START Record excerpts

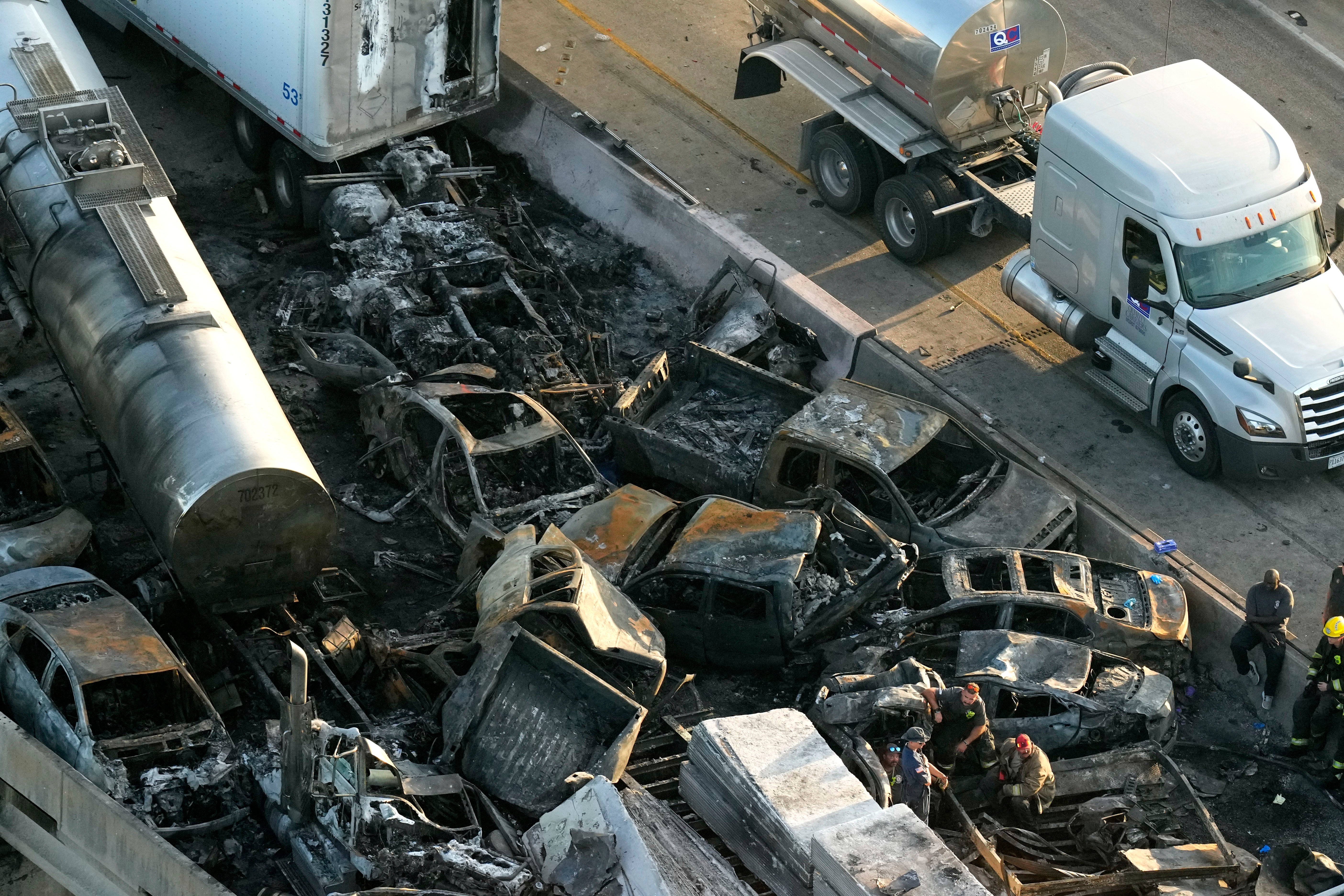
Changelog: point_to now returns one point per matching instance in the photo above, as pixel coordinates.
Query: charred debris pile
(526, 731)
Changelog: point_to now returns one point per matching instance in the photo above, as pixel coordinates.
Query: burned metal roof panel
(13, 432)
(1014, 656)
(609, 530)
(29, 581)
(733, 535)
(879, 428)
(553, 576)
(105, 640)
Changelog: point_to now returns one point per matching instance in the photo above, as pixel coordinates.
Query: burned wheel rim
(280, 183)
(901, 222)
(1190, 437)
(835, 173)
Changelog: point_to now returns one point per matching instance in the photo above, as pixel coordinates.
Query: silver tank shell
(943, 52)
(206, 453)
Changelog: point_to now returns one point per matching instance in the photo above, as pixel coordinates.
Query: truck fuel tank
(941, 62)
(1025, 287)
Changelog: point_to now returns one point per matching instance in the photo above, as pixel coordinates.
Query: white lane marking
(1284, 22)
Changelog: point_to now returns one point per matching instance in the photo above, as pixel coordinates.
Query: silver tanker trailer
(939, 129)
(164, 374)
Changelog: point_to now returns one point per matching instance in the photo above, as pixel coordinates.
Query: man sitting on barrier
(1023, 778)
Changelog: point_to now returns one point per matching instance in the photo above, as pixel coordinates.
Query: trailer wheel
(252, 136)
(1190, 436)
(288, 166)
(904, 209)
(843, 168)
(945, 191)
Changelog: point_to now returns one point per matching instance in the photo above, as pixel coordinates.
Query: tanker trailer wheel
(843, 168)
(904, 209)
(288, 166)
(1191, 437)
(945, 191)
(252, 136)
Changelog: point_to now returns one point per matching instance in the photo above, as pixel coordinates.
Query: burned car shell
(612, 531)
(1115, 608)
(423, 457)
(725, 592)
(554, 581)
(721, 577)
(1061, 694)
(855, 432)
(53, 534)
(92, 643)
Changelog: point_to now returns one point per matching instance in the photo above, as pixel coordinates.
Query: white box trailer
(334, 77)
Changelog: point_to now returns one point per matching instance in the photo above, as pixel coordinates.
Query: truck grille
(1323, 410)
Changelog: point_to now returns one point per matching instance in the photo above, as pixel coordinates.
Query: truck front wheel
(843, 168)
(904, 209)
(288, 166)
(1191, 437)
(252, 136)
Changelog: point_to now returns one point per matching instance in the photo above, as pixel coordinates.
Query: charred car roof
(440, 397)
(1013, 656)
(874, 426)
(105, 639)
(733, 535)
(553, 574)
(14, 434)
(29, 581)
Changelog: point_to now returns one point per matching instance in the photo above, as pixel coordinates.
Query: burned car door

END Record excerpts

** Description of the task **
Give back only the lines from the one containing "Query: tanker trailer wheel" through the final line of the entries above, exactly as written, both included.

** Task solution **
Query: tanker trailer wheel
(843, 168)
(904, 209)
(288, 166)
(1191, 437)
(945, 191)
(252, 136)
Changelog: point_to now returns one point per matching instance in the photo above, as pixel coordinates.
Query: burned car shell
(612, 531)
(1115, 608)
(423, 457)
(725, 592)
(554, 581)
(721, 577)
(1061, 694)
(855, 432)
(53, 534)
(92, 643)
Changelog: point_to now returns one point per matching instance in the photo above, as pixel coordinates.
Query: white box trailer
(334, 77)
Changelog: point_to now returns one point per matching instance in the photo above, as pixel coordinates.
Query: truck grille
(1323, 410)
Changelog: point_to now returns one point per matching instance in the photo above, as pixel coordinates.
Query: truck front wheel
(843, 168)
(904, 209)
(288, 166)
(1191, 437)
(252, 136)
Changelog: point_to now returns one point per matching instance in the photo above, as pixel coordinates.
Query: charred car roof
(440, 397)
(1013, 656)
(874, 426)
(105, 639)
(733, 535)
(553, 574)
(14, 434)
(29, 581)
Changelog: point_to now returns one point per matching instance in the photo above, as pixel coordinates.
Query: burned car door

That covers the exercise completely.